§ **Opdracht**: Schrijf het materiaal hieronder woordelijk over, van het begin tot en met de regel waarin "box: [145, 0, 267, 141]" staat, en laat de afbeeldingen daarbij weg.

== Oefenmateriaal ==

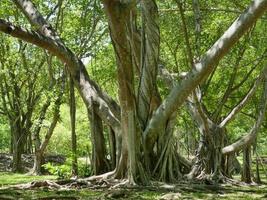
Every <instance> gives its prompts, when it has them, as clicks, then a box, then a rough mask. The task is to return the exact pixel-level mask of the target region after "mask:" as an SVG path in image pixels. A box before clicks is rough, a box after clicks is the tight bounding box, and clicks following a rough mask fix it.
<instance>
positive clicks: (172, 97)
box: [145, 0, 267, 141]
mask: <svg viewBox="0 0 267 200" xmlns="http://www.w3.org/2000/svg"><path fill="white" fill-rule="evenodd" d="M266 10H267V0H255V1H253V2H252V3H251V5H250V6H249V7H248V8H247V9H246V11H245V12H244V13H243V14H242V15H240V16H239V17H238V18H237V19H236V20H235V22H234V23H233V24H232V25H231V26H230V27H229V28H228V30H227V31H226V32H225V33H224V34H223V35H222V36H221V38H220V39H219V40H218V41H217V42H216V43H215V44H214V45H213V46H212V47H211V48H210V49H209V50H208V51H207V52H206V53H205V54H204V56H203V57H202V59H201V60H200V62H199V63H197V64H196V65H195V69H193V70H192V71H191V72H190V73H189V74H188V75H187V77H186V78H185V79H184V80H183V81H182V82H181V84H180V85H177V86H175V87H174V88H173V89H172V90H171V92H170V94H169V95H168V96H167V98H166V99H165V100H164V101H163V102H162V104H161V105H160V107H159V108H158V109H157V111H156V112H155V113H154V115H153V117H152V119H151V120H150V122H149V125H148V126H147V128H146V130H145V138H146V140H152V141H155V139H156V138H155V135H156V134H155V133H156V132H157V130H159V129H160V128H162V127H164V125H165V124H166V121H167V119H168V118H169V116H170V115H171V114H172V113H173V112H175V111H176V110H177V109H178V108H180V107H181V105H182V104H183V103H184V101H185V100H186V98H187V97H188V95H189V94H190V93H191V92H192V91H193V90H194V89H195V88H196V87H197V85H199V84H200V83H201V82H202V81H203V80H205V79H206V77H207V76H208V75H209V74H210V73H211V72H212V71H213V70H214V68H215V67H216V66H217V64H218V63H219V61H220V60H221V59H222V57H223V56H224V55H225V54H226V53H228V52H229V51H230V49H231V47H233V45H234V44H235V43H236V42H237V41H238V40H239V39H240V38H241V37H242V35H244V33H246V31H247V30H248V29H249V28H250V27H251V26H252V25H253V24H254V23H255V22H256V20H257V19H258V18H259V17H261V16H262V15H263V14H264V12H265V11H266Z"/></svg>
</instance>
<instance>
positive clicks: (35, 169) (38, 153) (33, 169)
mask: <svg viewBox="0 0 267 200" xmlns="http://www.w3.org/2000/svg"><path fill="white" fill-rule="evenodd" d="M43 164H44V156H43V152H41V151H40V149H36V150H35V153H34V165H33V172H32V173H33V174H35V175H41V174H42V173H43V169H42V165H43Z"/></svg>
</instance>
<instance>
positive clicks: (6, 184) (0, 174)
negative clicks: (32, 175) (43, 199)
mask: <svg viewBox="0 0 267 200" xmlns="http://www.w3.org/2000/svg"><path fill="white" fill-rule="evenodd" d="M56 178H57V177H56V176H50V175H49V176H32V175H27V174H17V173H12V172H0V188H1V187H3V186H8V185H15V184H22V183H29V182H32V181H38V180H54V179H56Z"/></svg>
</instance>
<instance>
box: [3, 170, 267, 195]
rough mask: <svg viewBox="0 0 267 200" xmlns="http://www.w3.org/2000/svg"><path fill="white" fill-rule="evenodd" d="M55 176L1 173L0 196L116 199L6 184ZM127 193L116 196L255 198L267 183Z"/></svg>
mask: <svg viewBox="0 0 267 200" xmlns="http://www.w3.org/2000/svg"><path fill="white" fill-rule="evenodd" d="M55 178H56V177H55V176H29V175H23V174H13V173H7V172H5V173H3V172H1V173H0V184H1V185H2V186H4V187H5V189H4V188H2V189H0V199H21V200H23V199H89V200H90V199H92V200H93V199H113V198H111V197H110V193H114V190H108V189H99V190H92V189H79V190H75V189H70V190H66V189H62V190H52V189H48V188H38V189H33V190H19V189H14V188H6V187H7V186H12V185H14V184H21V183H28V182H32V181H35V180H47V179H50V180H51V179H55ZM121 190H122V191H123V192H122V193H123V194H124V195H122V196H121V197H116V198H114V199H130V200H135V199H137V200H158V199H159V198H160V197H161V196H162V195H164V194H167V193H169V192H179V193H180V194H181V199H203V200H213V199H214V200H215V199H225V200H239V199H244V200H252V199H267V185H261V186H242V187H240V186H233V185H221V186H218V187H212V186H203V185H190V184H179V185H176V186H175V187H174V189H173V190H167V189H163V188H150V189H148V188H147V189H142V188H140V189H127V190H126V189H121Z"/></svg>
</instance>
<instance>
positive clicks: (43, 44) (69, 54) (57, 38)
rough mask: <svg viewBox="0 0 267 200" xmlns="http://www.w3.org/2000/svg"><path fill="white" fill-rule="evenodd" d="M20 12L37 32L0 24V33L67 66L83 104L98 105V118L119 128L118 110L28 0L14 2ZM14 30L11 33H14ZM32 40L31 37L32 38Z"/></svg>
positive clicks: (73, 55)
mask: <svg viewBox="0 0 267 200" xmlns="http://www.w3.org/2000/svg"><path fill="white" fill-rule="evenodd" d="M13 1H14V3H15V4H16V5H17V6H18V7H19V8H20V9H21V10H22V12H23V13H24V15H25V16H26V17H27V18H28V20H29V21H30V23H31V24H32V25H33V26H34V28H35V29H37V32H34V31H32V32H31V31H27V30H25V29H21V28H19V27H15V26H12V25H11V24H9V23H7V22H5V21H3V20H1V21H0V31H2V32H5V33H7V34H9V35H12V36H13V37H16V38H19V39H22V40H24V41H26V42H30V43H32V44H35V45H37V46H39V47H41V48H43V49H46V50H48V51H49V52H50V53H52V54H53V55H55V56H57V57H58V58H59V59H60V60H61V61H62V62H63V63H65V64H66V66H67V68H68V71H69V72H70V74H71V77H72V78H73V80H74V83H75V86H76V88H77V89H78V91H79V93H80V95H81V96H82V98H83V100H84V102H85V104H86V105H87V106H88V107H91V105H92V100H93V101H94V102H95V103H96V104H97V105H98V107H97V109H96V112H97V113H98V115H99V116H100V117H101V118H102V119H103V120H104V121H105V122H106V123H107V124H108V125H110V126H111V127H113V128H114V129H117V130H118V129H119V127H120V108H119V106H118V105H117V103H116V102H115V101H114V100H112V99H111V98H110V97H109V96H108V95H107V94H105V93H104V92H103V91H102V90H101V89H100V87H98V85H97V84H96V83H95V82H94V81H93V80H91V79H90V78H89V75H88V73H87V71H86V68H85V66H84V64H83V63H82V62H81V61H80V60H79V59H78V58H77V56H75V54H74V53H73V52H72V51H71V50H70V49H68V48H67V47H66V46H65V45H64V43H63V42H62V40H61V39H60V38H59V37H58V36H57V34H56V32H55V31H54V30H53V29H52V27H51V26H50V24H48V23H47V22H46V21H45V19H44V17H43V16H42V15H41V14H40V12H39V11H38V10H37V9H36V7H35V6H34V4H33V3H32V2H31V1H30V0H13ZM13 29H14V30H13ZM32 36H33V37H32Z"/></svg>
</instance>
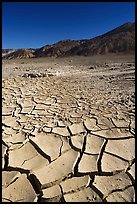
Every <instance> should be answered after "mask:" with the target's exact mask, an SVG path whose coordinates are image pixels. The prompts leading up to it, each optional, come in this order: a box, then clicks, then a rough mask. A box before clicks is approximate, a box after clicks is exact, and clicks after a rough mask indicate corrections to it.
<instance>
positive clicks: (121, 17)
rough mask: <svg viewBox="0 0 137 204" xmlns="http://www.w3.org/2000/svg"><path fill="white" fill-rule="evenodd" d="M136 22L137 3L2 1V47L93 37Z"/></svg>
mask: <svg viewBox="0 0 137 204" xmlns="http://www.w3.org/2000/svg"><path fill="white" fill-rule="evenodd" d="M126 22H135V2H2V48H3V49H5V48H14V49H15V48H40V47H42V46H44V45H46V44H53V43H56V42H58V41H60V40H65V39H71V40H79V39H90V38H93V37H96V36H98V35H101V34H104V33H105V32H108V31H110V30H112V29H114V28H116V27H118V26H120V25H122V24H124V23H126Z"/></svg>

===

§ **Antwoordvak**:
Every <instance> gives its prompts, when it has them, as clicks, then a box, then a rough mask. The task is to return the exact pixel-level mask of the target region after "mask:" as an SVG path in image pixels. A box before clicks is rough, a box after clicks is the tight bounding box, and clicks following a rough mask fix it.
<instance>
positive clicks: (172, 97)
box: [145, 0, 267, 141]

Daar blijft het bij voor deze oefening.